(PAGE EXTRACT):
○ ○ ○ ○
Are you sick of hearing about Twitter? I know I am. So here’s a different image, from the movie “A River Runs Through It.” Recall those gorgeous shots where everything is sun-gilded and glowing? The water sparkles. The man (Brad Pitt, as it happens) casts, and the line snakes gracefully into the air and lands delicately on the reflective surface of the river. That’s what we’re doing here. Fly-fishing. Every tweet is a lure that lands ever so gently on the water. We’re very lucky fisherfolk, too. We reel in a fish, or two or three, or a dozen, every time we send the line out. And the best part: no hours of standing on wet rocks. Just five minutes a day of quick brainwork, and type a few characters.
Here’s how.
1. Sign up for Twitter using a separate account and user name for the site or blog you want to promote.
2. Under the “Settings” link on your new Twitter page, make sure that the box “Protect my updates” (near the bottom of the page) is NOT checked.
3. Open another browser window and sign up for a free account at snipurl. You’re doing this for 2 reasons. Snipurl shortens URLs so they fit easily into a Twitter post, and it also lets you track how many clicks each link gets. You can use this information over time to see what your readers are most interested in, and give them more of it.
4. Decide what page or post on your blog you want to promote. Copy the link, and paste it into snipurl to shorten it (make sure you’re logged in first). Copy the shortened version of the URL and use it in Step 5.
5. In one short sentence, say what the reader will gain or learn from your blog post or web page that will help them in their lives or business.
The jargon for this is “adding value.” Marketing guru Robert Middleton says this about adding value:
When your focus is the welfare of others, you win every single time. If I write an article or an eZine, if I give a talk, or help a client, if I share a realization or a strategy, it’s all about making a difference….Businesses based on this principle thrive.
Share something with your followers (and anyone else who might search Twitter for information on your topic) that helps them solve the problem your business exists to remedy. Try to use a keyword or two. This one sentence will be your “tweet.”
○ ○ ○ ○
Extend the guide to promoting a blog through Twitter, carrying on from its final line.

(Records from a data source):
○ ○ ○ ○
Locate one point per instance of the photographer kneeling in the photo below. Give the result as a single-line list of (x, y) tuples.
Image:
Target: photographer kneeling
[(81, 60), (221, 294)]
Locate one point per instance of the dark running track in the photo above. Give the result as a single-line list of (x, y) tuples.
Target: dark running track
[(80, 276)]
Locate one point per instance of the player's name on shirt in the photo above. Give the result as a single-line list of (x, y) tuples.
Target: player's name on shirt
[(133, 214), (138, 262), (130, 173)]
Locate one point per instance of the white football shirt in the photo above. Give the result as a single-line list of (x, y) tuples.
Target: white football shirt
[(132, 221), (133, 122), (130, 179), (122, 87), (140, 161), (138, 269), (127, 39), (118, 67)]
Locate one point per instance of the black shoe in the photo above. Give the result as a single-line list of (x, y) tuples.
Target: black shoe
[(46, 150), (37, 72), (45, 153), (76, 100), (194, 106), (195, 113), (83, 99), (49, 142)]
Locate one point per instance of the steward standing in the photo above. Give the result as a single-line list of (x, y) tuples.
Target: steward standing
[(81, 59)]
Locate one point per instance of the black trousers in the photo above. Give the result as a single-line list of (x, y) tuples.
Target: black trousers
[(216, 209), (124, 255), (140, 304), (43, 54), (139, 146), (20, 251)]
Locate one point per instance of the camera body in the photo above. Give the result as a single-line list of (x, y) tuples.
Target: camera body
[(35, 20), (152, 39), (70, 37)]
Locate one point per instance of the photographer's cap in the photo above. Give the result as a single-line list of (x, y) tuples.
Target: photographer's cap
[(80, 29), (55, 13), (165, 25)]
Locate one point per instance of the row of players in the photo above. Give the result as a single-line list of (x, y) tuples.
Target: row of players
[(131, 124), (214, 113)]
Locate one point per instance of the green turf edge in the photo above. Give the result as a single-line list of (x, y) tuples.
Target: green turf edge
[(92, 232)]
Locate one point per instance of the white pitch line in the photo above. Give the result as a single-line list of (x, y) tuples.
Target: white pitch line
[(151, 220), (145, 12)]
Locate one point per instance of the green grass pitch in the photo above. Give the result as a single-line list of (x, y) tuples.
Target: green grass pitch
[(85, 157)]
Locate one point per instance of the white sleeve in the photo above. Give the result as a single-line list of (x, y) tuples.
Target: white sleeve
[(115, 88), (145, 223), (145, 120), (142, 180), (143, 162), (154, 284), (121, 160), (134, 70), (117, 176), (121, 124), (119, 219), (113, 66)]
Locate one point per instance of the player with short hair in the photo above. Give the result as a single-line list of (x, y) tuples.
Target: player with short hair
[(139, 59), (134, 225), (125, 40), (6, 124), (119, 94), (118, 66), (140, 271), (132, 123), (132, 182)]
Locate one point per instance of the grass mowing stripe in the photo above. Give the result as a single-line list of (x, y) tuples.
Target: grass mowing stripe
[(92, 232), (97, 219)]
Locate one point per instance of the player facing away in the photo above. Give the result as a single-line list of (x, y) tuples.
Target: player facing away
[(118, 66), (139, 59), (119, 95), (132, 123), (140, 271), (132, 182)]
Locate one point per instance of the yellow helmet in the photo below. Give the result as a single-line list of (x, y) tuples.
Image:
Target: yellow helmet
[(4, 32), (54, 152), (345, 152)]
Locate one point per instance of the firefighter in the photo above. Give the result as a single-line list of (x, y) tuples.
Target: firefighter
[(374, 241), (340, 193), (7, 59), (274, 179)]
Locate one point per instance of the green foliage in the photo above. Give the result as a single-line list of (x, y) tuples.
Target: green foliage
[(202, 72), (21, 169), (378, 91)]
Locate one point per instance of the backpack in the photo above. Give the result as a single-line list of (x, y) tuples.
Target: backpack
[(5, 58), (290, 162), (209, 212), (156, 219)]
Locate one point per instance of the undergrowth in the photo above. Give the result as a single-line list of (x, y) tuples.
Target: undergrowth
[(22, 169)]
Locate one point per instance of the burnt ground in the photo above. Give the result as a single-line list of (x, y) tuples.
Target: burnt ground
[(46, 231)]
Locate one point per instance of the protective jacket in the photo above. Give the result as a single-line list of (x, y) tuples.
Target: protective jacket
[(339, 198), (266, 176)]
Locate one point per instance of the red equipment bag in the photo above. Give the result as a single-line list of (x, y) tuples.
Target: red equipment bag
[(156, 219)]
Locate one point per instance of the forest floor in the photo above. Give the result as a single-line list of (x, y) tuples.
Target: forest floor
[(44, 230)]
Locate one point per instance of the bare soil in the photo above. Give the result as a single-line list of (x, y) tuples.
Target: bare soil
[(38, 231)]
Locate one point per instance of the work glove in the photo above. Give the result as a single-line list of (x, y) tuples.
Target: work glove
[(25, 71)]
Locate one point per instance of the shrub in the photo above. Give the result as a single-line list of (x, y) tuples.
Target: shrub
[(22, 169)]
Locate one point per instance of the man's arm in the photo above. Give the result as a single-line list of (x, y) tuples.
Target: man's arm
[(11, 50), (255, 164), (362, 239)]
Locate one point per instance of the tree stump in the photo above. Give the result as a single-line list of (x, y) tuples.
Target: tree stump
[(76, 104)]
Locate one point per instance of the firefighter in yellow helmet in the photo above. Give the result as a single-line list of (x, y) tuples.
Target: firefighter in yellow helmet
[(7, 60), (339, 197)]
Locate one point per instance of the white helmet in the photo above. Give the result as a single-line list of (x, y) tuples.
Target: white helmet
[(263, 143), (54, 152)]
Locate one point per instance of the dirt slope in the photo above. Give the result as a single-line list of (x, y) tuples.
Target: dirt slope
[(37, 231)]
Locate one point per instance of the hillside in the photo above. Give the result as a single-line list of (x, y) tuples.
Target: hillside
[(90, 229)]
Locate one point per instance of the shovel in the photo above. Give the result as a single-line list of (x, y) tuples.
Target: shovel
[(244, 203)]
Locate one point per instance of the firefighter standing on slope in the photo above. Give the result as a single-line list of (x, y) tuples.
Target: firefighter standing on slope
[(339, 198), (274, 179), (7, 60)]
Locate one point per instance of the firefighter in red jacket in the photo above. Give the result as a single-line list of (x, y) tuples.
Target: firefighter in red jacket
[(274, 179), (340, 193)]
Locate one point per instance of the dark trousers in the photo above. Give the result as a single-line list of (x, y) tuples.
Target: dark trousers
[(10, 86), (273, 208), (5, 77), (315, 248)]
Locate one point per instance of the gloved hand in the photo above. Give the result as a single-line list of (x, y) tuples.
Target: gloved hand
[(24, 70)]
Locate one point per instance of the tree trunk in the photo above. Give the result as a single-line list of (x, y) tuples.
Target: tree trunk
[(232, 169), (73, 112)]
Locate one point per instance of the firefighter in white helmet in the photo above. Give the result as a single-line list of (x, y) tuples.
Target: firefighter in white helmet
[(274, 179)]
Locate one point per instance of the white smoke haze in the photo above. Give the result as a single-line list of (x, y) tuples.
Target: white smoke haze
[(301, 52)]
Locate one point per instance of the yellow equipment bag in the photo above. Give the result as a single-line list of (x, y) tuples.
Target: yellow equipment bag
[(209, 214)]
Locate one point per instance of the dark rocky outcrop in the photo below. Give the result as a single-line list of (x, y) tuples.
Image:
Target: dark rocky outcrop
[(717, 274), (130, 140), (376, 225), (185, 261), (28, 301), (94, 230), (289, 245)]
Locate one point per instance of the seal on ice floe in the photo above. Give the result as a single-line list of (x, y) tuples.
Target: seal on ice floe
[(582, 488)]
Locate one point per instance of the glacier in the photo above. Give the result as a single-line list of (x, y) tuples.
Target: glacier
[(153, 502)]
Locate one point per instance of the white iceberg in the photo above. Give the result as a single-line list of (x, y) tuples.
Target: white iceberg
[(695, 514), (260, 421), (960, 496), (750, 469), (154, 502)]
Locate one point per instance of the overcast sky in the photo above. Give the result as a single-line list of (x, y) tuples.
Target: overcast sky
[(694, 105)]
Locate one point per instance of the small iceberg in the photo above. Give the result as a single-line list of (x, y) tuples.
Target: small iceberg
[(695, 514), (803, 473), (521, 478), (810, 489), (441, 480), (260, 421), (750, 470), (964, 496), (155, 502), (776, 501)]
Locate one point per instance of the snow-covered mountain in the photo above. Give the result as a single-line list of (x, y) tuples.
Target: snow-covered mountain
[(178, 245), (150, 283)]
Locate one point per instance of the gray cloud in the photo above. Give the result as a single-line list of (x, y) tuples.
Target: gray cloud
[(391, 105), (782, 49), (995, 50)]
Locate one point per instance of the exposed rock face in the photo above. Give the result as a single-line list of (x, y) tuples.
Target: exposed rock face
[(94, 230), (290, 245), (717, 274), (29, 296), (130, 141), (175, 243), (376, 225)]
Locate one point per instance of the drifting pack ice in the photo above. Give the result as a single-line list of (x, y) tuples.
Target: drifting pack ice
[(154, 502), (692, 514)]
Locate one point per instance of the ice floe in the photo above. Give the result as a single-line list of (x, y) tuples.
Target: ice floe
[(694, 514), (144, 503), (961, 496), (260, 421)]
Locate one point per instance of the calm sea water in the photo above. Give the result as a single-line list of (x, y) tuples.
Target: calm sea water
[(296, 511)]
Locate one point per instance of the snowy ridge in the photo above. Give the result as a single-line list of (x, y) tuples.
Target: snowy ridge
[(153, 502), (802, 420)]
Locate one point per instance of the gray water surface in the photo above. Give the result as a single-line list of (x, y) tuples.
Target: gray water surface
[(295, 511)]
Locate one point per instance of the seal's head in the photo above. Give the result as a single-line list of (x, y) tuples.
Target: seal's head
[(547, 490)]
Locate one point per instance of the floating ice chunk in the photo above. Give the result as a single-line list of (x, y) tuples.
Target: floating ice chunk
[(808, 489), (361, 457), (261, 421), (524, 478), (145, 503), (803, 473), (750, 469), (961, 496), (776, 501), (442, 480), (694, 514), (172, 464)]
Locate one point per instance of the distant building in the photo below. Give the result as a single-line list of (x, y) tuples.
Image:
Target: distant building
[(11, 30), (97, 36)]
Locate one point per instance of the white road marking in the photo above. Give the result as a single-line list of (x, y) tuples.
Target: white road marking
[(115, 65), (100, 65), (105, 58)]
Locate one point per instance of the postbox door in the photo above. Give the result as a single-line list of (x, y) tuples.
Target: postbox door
○ ○ ○ ○
(ANSWER TO THE EXERCISE):
Do NOT say what you had for breakfast, that you’re on your way to a dentist appointment, or that you’re having trouble finding a parking space! The point here is to give people something useful, helpful or entertaining. Also do not try to hard-sell anything. That’s not the point either.
For example, a useless tweet (for our purposes): “Stuck in traffic in the rain, commuting really sucks.” True, but not helpful.
An obnoxious tweet: “Buy my incredible product X [fill in the blank] now.” Just plain bad sales technique, anyway. (For more on how to identify Twitter spam, check out Bernard Moon’s post at Mashable.)
A tweet that adds value for my audience of business web site owners: “18 reasons to choose WordPress for your blog or non-blog web site, new post at http://sn.im/iaxm3”
6. Type or paste your tweet into the box at the top of your Twitter page where it says “what are you doing.” Add the “snipped” link from step 4. Press the “update” button.
Do this once every weekday. If you temporarily run out of new material to tweet about, link to a helpful, related post on someone else’s blog.
Voila. That’s it. You don’t need to understand Twitter. You don’t need to follow anybody until you want to. And, you don’t need to worry about who’s following you. Just track your site statistics, and watch your traffic stats improve. And enjoy the river.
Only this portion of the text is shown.